A whopping 84% of the Spanish population would accept stricter environmental regulations. This is one of the main conclusions from the study “Our Planet”, recently carried out by Kantar Public in 10 countries, including Spain. Spain is the country among those analysed in the study with the highest percentage of people willing to accept stricter regulations to protect the planet, followed by Singapore (83%) and Poland, New Zealand and the UK (each with 79% ).
However, as Víctor Sobrino, director of Kantar Public in Spain, points out, “public awareness is not always synonymous with public action from a personal point of view”. Despite this widespread concern, respondents express a mixed opinion on the actions that should be taken to protect the planet and the environment since, despite accepting greater regulations, 4 out of 10 respondents in Spain consider that they really do not need to change their habits to preserve the environment and the planet.
When it comes to climate change, many feel personally affected and a large majority believe that climate change is having an impact at the national and global levels. In this sense, Spain is the country among those analysed where there is more public concern about climate change and its consequences: 93% of Spaniards report concern in this regard.

**Data records**
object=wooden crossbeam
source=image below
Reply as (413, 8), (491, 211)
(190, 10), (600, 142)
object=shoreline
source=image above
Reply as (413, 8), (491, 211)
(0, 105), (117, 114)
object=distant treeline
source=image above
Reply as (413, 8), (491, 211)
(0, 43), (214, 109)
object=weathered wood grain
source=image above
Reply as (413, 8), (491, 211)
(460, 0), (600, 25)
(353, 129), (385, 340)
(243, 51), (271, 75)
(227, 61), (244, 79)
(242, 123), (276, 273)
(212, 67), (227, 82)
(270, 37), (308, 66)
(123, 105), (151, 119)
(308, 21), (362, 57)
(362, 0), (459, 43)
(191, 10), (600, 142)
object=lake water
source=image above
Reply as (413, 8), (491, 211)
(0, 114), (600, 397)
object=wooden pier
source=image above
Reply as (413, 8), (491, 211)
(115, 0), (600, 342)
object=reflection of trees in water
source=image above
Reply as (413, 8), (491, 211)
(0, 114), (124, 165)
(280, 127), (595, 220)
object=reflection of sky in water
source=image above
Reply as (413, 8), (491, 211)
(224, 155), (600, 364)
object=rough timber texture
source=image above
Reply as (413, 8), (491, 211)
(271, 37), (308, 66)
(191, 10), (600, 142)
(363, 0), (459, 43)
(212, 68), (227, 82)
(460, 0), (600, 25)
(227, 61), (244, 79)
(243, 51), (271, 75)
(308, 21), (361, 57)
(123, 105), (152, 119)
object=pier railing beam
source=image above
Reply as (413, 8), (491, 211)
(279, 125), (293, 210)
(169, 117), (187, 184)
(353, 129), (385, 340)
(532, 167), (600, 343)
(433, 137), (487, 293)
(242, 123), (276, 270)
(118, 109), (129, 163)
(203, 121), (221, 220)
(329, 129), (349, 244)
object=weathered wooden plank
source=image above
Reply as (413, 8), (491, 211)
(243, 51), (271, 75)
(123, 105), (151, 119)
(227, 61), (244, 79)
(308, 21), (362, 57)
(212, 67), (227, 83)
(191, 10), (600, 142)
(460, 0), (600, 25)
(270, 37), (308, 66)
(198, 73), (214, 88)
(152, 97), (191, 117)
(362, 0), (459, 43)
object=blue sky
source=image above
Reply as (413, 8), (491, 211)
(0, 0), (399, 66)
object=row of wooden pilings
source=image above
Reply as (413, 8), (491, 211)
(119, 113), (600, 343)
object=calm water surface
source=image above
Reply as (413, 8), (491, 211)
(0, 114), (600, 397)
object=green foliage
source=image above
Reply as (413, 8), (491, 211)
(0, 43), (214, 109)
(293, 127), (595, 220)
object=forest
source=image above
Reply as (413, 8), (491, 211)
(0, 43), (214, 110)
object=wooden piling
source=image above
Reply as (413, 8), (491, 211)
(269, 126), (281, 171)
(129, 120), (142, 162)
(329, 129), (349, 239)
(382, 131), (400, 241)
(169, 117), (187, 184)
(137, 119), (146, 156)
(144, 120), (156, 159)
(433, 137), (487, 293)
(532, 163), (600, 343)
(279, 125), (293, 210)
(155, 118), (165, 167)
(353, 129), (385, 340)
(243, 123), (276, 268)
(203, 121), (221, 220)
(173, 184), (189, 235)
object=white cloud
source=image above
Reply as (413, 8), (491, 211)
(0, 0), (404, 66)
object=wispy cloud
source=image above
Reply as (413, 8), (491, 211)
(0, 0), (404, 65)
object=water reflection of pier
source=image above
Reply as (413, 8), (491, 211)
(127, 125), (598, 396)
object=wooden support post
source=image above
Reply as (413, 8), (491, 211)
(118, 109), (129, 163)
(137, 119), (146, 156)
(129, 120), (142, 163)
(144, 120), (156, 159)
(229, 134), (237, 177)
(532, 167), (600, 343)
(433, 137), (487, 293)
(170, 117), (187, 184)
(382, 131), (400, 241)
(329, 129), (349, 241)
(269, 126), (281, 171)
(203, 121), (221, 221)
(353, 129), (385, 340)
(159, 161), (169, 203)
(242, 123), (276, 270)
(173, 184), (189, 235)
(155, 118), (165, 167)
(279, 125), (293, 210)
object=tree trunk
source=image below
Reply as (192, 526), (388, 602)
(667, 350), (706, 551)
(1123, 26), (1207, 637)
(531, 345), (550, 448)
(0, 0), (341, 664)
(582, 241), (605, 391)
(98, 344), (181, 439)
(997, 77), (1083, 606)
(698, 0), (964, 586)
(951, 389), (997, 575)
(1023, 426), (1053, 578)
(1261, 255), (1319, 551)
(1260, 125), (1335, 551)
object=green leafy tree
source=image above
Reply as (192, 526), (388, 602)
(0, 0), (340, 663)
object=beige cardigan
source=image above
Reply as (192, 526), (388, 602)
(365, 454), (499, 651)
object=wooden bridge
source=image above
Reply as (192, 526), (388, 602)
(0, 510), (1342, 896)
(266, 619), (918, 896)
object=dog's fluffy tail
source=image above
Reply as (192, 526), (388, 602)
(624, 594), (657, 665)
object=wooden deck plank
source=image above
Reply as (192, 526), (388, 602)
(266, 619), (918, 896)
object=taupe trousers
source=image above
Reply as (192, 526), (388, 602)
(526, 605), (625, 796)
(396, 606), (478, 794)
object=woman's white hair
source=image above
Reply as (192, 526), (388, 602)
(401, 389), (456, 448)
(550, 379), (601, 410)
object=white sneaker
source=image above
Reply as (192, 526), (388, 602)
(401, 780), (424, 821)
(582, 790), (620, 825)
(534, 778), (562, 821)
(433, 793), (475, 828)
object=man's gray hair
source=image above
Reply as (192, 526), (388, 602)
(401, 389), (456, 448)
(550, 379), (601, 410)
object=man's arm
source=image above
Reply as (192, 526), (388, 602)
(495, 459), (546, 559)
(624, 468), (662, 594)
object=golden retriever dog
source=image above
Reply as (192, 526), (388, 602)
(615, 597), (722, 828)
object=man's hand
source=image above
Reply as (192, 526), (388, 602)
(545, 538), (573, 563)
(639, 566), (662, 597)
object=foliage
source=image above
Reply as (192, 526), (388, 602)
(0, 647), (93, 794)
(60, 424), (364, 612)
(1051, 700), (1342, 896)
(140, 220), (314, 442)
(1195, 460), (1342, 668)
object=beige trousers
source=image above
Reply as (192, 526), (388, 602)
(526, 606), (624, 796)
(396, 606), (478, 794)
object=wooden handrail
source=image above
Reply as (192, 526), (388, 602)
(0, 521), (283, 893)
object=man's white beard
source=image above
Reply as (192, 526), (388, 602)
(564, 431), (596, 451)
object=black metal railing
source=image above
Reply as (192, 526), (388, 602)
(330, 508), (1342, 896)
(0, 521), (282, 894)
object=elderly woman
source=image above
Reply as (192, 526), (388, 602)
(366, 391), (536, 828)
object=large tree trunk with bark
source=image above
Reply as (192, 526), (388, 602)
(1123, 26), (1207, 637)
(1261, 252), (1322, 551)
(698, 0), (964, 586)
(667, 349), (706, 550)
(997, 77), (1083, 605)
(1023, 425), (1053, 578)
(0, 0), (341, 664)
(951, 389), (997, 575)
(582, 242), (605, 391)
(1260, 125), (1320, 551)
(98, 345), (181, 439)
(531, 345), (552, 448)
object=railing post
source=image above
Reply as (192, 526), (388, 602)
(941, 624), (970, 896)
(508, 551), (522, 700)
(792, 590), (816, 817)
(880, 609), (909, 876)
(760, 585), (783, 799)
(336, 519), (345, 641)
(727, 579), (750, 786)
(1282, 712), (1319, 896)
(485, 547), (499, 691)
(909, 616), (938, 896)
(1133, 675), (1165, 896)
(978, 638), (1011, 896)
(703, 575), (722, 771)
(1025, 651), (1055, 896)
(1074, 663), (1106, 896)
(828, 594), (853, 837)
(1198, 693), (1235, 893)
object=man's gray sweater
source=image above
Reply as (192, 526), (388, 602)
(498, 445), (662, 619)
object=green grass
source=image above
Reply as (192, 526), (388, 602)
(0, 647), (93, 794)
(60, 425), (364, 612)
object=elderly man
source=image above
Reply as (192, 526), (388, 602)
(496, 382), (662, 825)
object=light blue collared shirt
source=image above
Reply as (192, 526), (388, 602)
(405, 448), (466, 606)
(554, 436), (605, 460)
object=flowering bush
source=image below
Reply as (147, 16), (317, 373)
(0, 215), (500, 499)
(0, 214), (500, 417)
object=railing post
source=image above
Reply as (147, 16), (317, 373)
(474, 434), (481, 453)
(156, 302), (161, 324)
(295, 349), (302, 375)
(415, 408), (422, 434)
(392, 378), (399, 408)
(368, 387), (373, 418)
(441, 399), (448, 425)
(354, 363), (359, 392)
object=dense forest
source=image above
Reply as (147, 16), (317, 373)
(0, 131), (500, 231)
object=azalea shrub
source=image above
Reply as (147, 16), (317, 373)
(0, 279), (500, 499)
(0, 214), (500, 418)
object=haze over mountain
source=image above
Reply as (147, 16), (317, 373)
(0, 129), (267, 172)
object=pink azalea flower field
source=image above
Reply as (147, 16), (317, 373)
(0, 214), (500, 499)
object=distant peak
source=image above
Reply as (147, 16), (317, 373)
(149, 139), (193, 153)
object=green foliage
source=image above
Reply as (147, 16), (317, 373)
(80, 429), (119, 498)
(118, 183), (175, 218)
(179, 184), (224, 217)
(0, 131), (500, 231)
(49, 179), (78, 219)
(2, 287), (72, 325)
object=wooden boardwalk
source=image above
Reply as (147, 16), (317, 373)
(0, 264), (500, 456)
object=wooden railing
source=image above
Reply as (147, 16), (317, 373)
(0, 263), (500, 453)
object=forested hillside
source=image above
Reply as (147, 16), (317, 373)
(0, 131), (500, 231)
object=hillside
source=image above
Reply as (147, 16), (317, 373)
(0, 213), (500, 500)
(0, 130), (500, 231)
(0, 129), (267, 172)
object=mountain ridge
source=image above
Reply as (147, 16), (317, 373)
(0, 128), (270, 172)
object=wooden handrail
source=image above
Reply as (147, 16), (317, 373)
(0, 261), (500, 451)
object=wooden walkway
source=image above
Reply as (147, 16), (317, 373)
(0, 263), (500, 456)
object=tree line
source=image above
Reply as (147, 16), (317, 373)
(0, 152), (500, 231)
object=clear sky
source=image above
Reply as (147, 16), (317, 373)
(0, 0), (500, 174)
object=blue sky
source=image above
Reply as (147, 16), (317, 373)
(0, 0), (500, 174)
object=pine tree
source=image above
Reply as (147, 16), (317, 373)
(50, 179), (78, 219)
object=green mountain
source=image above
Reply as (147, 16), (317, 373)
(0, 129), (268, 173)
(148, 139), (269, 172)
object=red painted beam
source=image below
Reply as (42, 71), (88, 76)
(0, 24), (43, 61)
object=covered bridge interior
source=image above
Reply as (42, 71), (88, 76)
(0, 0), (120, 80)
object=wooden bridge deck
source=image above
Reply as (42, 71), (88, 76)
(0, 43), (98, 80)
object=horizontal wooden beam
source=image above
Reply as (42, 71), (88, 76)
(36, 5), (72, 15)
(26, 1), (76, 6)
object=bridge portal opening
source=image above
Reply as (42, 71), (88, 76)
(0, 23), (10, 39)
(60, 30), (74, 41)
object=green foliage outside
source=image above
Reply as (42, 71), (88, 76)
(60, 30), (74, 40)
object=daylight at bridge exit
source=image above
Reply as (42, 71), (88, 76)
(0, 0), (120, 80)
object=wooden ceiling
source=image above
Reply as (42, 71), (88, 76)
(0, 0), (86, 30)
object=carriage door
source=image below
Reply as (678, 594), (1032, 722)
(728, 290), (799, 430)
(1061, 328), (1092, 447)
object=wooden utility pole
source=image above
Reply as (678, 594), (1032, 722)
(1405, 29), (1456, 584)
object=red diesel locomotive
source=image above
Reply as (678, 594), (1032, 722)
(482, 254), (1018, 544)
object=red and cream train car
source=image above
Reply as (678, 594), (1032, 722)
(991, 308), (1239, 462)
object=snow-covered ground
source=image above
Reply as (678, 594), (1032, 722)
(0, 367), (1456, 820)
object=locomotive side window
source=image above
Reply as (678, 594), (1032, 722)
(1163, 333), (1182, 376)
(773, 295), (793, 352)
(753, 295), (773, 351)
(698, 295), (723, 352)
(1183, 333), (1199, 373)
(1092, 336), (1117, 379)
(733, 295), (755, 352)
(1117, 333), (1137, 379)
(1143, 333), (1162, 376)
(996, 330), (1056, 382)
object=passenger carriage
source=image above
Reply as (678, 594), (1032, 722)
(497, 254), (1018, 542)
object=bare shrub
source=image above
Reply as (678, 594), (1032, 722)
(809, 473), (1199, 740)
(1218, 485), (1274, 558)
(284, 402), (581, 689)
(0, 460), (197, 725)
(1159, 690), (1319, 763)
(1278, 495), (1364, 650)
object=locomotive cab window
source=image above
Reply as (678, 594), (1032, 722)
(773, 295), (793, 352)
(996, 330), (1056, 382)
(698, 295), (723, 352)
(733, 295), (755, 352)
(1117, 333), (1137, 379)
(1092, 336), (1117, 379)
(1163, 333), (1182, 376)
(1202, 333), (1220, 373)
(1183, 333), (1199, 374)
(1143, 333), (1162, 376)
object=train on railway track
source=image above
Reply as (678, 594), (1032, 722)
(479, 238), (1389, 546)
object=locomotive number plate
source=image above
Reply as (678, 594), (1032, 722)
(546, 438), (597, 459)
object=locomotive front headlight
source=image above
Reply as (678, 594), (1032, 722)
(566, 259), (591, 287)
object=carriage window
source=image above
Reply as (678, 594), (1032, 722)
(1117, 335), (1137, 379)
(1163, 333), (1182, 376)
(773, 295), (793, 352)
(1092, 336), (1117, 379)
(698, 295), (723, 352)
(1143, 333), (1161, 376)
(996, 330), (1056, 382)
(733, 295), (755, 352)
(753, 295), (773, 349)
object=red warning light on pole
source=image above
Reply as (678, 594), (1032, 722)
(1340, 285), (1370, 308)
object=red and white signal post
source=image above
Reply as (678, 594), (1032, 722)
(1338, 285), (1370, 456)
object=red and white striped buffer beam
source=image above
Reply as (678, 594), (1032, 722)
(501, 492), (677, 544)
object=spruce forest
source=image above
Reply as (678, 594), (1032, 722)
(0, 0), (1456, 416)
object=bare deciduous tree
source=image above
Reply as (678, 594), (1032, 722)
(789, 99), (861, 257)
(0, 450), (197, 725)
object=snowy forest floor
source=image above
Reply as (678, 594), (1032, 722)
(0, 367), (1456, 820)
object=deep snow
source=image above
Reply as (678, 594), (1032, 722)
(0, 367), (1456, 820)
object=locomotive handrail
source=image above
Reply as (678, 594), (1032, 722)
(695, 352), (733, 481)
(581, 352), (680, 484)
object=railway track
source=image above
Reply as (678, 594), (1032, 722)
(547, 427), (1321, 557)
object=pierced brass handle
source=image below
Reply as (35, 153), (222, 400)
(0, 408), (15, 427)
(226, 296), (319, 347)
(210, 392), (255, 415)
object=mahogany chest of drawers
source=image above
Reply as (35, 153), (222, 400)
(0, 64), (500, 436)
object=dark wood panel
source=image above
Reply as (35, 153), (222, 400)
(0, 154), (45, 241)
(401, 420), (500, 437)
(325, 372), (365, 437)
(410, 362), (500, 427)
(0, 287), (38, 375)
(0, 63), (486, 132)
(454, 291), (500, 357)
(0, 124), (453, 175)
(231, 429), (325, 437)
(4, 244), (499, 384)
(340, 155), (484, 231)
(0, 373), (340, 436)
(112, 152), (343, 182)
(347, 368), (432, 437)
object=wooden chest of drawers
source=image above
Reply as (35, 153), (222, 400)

**Exercises**
- A) Copy word for word the passage on Spanish attitudes toward environmental regulation, starting at the words "However, as Víctor" and ending after "and the planet.".
- B) Pick up the passage on Spanish attitudes toward environmental regulation after its final sentence and continue writing it.

**Results for each task**
- A)
However, as Víctor Sobrino, director of Kantar Public in Spain, points out, “public awareness is not always synonymous with public action from a personal point of view”. Despite this widespread concern, respondents express a mixed opinion on the actions that should be taken to protect the planet and the environment since, despite accepting greater regulations, 4 out of 10 respondents in Spain consider that they really do not need to change their habits to preserve the environment and the planet.

- B)
In addition, 71% of those surveyed in Spain think that climate change is the main environmental challenge facing the world, ahead of air pollution, the impact of waste, water pollution and the spread of new diseases. On a personal level, 2 out of 3 Spaniards say they have felt the impact of climate change in their personal sphere, 86% at the national level and 90% at a global level. In the group of countries analysed overall, concern is lower on average: 55% of citizens say that they have felt the impact of climate change at the individual level, 76% think that there has been an impact at the national level and 78% say that the impact is global.
When it comes to evaluating their individual action against that of other key players – such as governments, the media and large companies – the citizens surveyed see themselves as more committed to the environment than any of these institutions. While 40% of Spaniards describe themselves as highly committed to preserving the planet, only 13% think the same is true of the Government of our country. An even smaller proportion (9%) consider that large companies are highly committed to preserving the environment.
Asked about which actions should be prioritized, respondents attach greater importance to measures that are already established habits (such as recycling) or that require less individual effort, or for which they have little or no direct responsibility. In this sense, Víctor Sobrino comments: “It is undeniable that citizens are concerned about the state of the planet, but some data collected raises doubts about their level of commitment to preserve it. Instead of being translated into a greater willingness to change their established habits, the environmental concerns of citizens are particularly centred on their negative evaluation of the efforts made by their respective governments ”.
70% of Spaniards say that reducing waste and increasing recycling is “very important.” A similar proportion mentions stopping deforestation (72%) and the protection of endangered animal species (65%) as very important measures to protect the planet.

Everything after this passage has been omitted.